Pointing records:
---
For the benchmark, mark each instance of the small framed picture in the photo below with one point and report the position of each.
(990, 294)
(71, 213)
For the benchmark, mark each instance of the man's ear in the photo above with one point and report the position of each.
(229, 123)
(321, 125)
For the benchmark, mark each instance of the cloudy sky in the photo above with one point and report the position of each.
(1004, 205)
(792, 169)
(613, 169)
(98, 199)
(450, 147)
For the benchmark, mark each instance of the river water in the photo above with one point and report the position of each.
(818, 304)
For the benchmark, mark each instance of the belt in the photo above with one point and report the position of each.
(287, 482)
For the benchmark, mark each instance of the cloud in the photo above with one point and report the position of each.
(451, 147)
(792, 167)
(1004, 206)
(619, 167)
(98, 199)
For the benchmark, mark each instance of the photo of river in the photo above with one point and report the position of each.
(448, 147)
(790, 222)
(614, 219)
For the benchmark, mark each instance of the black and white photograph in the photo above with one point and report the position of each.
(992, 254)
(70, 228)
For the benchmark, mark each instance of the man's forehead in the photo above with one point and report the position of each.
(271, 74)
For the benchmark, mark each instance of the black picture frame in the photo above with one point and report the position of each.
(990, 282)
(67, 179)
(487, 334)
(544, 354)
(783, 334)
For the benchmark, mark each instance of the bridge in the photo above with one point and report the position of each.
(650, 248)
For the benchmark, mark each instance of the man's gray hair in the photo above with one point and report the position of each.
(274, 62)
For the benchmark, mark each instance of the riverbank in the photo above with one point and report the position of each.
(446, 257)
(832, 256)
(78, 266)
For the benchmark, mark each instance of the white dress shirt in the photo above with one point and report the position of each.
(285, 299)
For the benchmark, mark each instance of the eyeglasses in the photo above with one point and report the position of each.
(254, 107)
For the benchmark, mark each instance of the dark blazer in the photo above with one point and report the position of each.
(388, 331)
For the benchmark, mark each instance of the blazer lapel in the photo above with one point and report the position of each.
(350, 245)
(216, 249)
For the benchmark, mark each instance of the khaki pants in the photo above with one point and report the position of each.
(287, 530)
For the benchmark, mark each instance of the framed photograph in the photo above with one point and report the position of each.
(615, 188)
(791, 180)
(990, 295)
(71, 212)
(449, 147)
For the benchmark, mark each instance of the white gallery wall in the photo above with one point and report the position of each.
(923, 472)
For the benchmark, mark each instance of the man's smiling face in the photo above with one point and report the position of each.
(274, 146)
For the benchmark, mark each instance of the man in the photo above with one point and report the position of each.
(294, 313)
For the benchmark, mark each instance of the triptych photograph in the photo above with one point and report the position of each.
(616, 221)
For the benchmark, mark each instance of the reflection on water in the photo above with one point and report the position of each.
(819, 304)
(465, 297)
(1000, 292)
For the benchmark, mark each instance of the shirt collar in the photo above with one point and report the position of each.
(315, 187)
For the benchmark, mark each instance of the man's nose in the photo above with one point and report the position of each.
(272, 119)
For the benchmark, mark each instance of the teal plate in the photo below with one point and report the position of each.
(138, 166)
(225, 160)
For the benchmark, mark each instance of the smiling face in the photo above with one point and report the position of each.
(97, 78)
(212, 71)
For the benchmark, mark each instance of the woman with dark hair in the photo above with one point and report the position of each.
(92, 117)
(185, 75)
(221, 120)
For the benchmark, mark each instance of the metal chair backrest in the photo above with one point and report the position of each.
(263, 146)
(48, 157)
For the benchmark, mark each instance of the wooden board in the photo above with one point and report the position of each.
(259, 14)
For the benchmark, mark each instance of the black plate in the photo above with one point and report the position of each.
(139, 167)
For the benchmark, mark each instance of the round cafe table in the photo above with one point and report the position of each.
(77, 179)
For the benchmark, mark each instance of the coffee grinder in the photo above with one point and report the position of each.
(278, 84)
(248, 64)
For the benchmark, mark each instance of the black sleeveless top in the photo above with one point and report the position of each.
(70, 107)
---
◆ WORK INSTRUCTIONS ◆
Could you recast all the lines above as a numbered list, leaving out any blank lines?

◆ REPLY ◆
1. For the benchmark, mark each instance of the small framed picture in the photo below with one point and report the position of each.
2. (990, 294)
3. (71, 213)
4. For the benchmark, mark each instance of the man's ear in the photo above with one point and report the position of each.
5. (229, 123)
6. (321, 125)
7. For the benchmark, mark each instance of the cloudy sky in the photo above with one point and report the position of each.
8. (1004, 205)
9. (792, 169)
10. (613, 169)
11. (98, 199)
12. (450, 147)
13. For the benchmark, mark each instance of the river water in the photo above with one point and report the position of each.
14. (818, 304)
15. For the benchmark, mark each instance of the belt in the photo above with one point and report the position of each.
16. (287, 482)
17. For the benchmark, mark each instance of the cloud in the photo above with one point and report the position of each.
18. (451, 147)
19. (792, 167)
20. (1004, 206)
21. (619, 167)
22. (98, 199)
23. For the benchmark, mark each instance of the photo of river in the photo above with one point and report the position of each.
24. (448, 147)
25. (790, 222)
26. (614, 219)
27. For the benchmark, mark each instance of the black and white photograph in the photo above with one point and report the position of each.
28. (992, 254)
29. (70, 228)
30. For the benchmark, mark each instance of the man's forehead in the photo above with one point and report the position of each.
31. (271, 74)
32. For the benchmark, mark each instance of the black picture frame in the photo above with one point and report the position of each.
33. (990, 282)
34. (67, 179)
35. (487, 334)
36. (544, 354)
37. (783, 334)
38. For the benchmark, mark each instance of the bridge in the photo above with one point and report the position of each.
39. (650, 248)
40. For the benchmark, mark each instance of the man's gray hair in the photo above with one point and report the position of each.
41. (274, 62)
42. For the benchmark, mark each instance of the riverbank in the photo above with one point and report the position of each.
43. (446, 257)
44. (832, 256)
45. (78, 266)
46. For the benchmark, mark each instance of the white dress shirt in the photo above with one point and report the position of each.
47. (285, 299)
48. For the benchmark, mark each instance of the eyeglasses in the photo above with one point and report the position of each.
49. (254, 107)
50. For the benchmark, mark each instance of the dark blazer in the photo above with one point and report the position of each.
51. (388, 331)
52. For the benchmark, mark each instance of the blazer lapel in the photo above with one point and report the position of each.
53. (350, 245)
54. (216, 249)
55. For the benchmark, mark each instance of the khaki pants in the photo above with one point and report the position of each.
56. (287, 530)
57. For the benchmark, mark each instance of the framed photograph in the photo above with one point and report the position of each.
58. (615, 188)
59. (791, 180)
60. (990, 295)
61. (71, 212)
62. (449, 147)
63. For the benchmark, mark each instance of the white gallery wall in the photo above with one point and report the position of each.
64. (923, 472)
65. For the benchmark, mark each instance of the man's smiling face in the photo above with one point and report the position of each.
66. (274, 146)
67. For the benchmark, mark each instance of the man in the photo above with one point and report the position of each.
68. (294, 313)
69. For the benchmark, mark each instance of the triptych photograph in the photo above with one point and report the position of each.
70. (616, 221)
71. For the benchmark, mark each instance of the reflection on water in the photo above with one point and report the position of each.
72. (819, 304)
73. (465, 297)
74. (1000, 292)
75. For the benchmark, mark each instance of the shirt collar in the photo above with one point and report the position of each.
76. (315, 187)
77. For the benchmark, mark each instance of the man's nose in the photo above with one point and report the position of each.
78. (272, 119)
79. For the benchmark, mark each instance of the teal plate in the photo below with one point and report the position of each.
80. (138, 166)
81. (225, 160)
82. For the benchmark, mark each instance of the smiling face in the photo above with one point and report the position of each.
83. (97, 78)
84. (212, 71)
85. For the benchmark, mark each instance of the woman with dark hair in the photo above with one point and report the position of each.
86. (92, 117)
87. (185, 75)
88. (221, 120)
89. For the benchmark, mark each instance of the metal chair backrest in the photo above with one point and report the position of each.
90. (263, 146)
91. (48, 157)
92. For the benchmark, mark each instance of the wooden board in the photo above with one point and report the position of each.
93. (259, 14)
94. For the benchmark, mark each instance of the black plate in the photo above with one point and report the position of each.
95. (139, 167)
96. For the benchmark, mark each instance of the round cafe table in the photo above with one point and report the position of each.
97. (77, 179)
98. For the benchmark, mark each instance of the coffee grinder in the photo above with one point and report the position of each.
99. (278, 84)
100. (248, 64)
101. For the benchmark, mark each instance of the black sleeveless top in the photo above with one point and report the position of each.
102. (70, 107)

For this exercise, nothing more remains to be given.